EXCERPT:
Skip to main content

A comprehensive benchmarking and profiling tool designed for JAX in HPC environments, offering automated instrumentation, strong/weak scaling analysis, and performance visualization.

Project description

JAX HPC Profiler

Build Code Formatting Tests Notebooks GPLv3 License

JAX HPC Profiler is a tool designed for benchmarking and visualizing performance data in high-performance computing (HPC) environments. It provides functionalities to generate, concatenate, and plot CSV data from various runs.

Table of Contents

Introduction

JAX HPC Profiler allows users to:

  1. Generate CSV files containing performance data.
  2. Concatenate multiple CSV files from different runs.
  3. Plot the performance data for analysis.

Installation

To install the package, run the following command:

pip install jax-hpc-profiler

Generating CSV Files Using the Timer Class

To generate CSV files, you can use the Timer class provided in the jax_hpc_profiler.timer module. This class helps in timing functions and saving the timing results to CSV files.

Example Usage

import jax
from jax_hpc_profiler import Timer

def fcn(m, n, k):
    return jax.numpy.dot(m, n) + k

timer = Timer(save_jaxpr=True)
m = jax.numpy.ones((1000, 1000))
n = jax.numpy.ones((1000, 1000))
k = jax.numpy.ones((1000, 1000))

timer.chrono_jit(fcn, m, n, k)
for i in range(10):
    timer.chrono_fun(fcn, m, n, k)

meta_data = {
  "function": "fcn",
  "precision": "float32",
  "x": 1000,
  "y": 1000,
  "z": 1000,
  "px": 1,
  "py": 1,
  "backend": "NCCL",
  "nodes": 1
}
extra_info = {
    "done": "yes"
}

timer.report("examples/profiling/test.csv", **meta_data,  extra_info=extra_info)

timer.report has sensible defaults and this is the API for the Timer class:

  • csv_filename: The path to the CSV file to save the timing data (required).
  • function: The name of the function being timed (required).
  • x: The size of the input data in the x dimension (required).
  • y: The size of the input data in the y dimension (by default same as x).
  • z: The size of the input data in the z dimension (by default same as x).
  • precision: The precision of the data (default: "float32").
  • px: The number of partitions in the x dimension (default: 1).
  • py: The number of partitions in the y dimension (default: 1).
  • backend: The backend used for computation (default: "NCCL").
  • nodes: The number of nodes used for computation (default: 1).
  • md_filename: The path to the markdown file containing the compiled code and other information (default: {csv_folder}/{x}{px}{py}{backend}{precision}_{function}.md).
  • extra_info: Additional information to include in the report (default: {}

px and py are used to specify the data decomposition. For example, if you have a 2D array of size 1000x1000 and you partition it into 4 parts (2x2), you would set px=2 and py=2.
they can also be used in a single device run to specify batch size.

Some decomposition parameters are generated and that are specific to 3D data decomposition.
slab_yz if the distributed axis is the y-axis.
slab_xy if the distributed axis is the x-axis.
pencils if the distributed axis are the x and y axes.

AVAILABLE DATA:
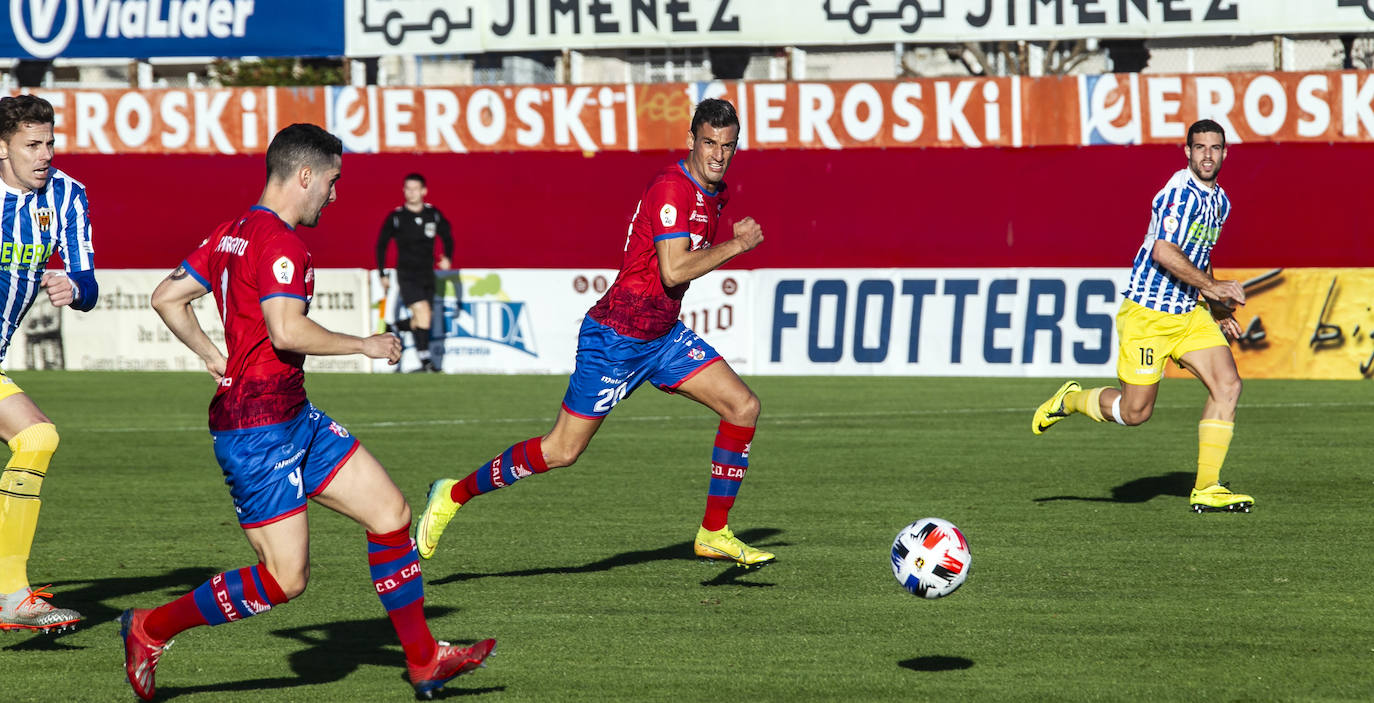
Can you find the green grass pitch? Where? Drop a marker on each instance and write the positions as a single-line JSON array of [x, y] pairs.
[[1091, 580]]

TASKS TO PERFORM:
1. In the JAX HPC Profiler page, what is the default value of the backend parameter for timer.report?
2. Transcribe the JAX HPC Profiler page between "timer.report has sensible" and "z dimension (by default same as x).", inclusive.
3. Render this sentence from the JAX HPC Profiler page in Spanish: "This class helps in timing functions and saving the timing results to CSV files."

ANSWERS FOR THE EXERCISE:
1. NCCL

2.
timer.report has sensible defaults and this is the API for the Timer class:

  • csv_filename: The path to the CSV file to save the timing data (required).
  • function: The name of the function being timed (required).
  • x: The size of the input data in the x dimension (required).
  • y: The size of the input data in the y dimension (by default same as x).
  • z: The size of the input data in the z dimension (by default same as x).

3. Esta clase ayuda a medir el tiempo de las funciones y a guardar los resultados de tiempo en archivos CSV.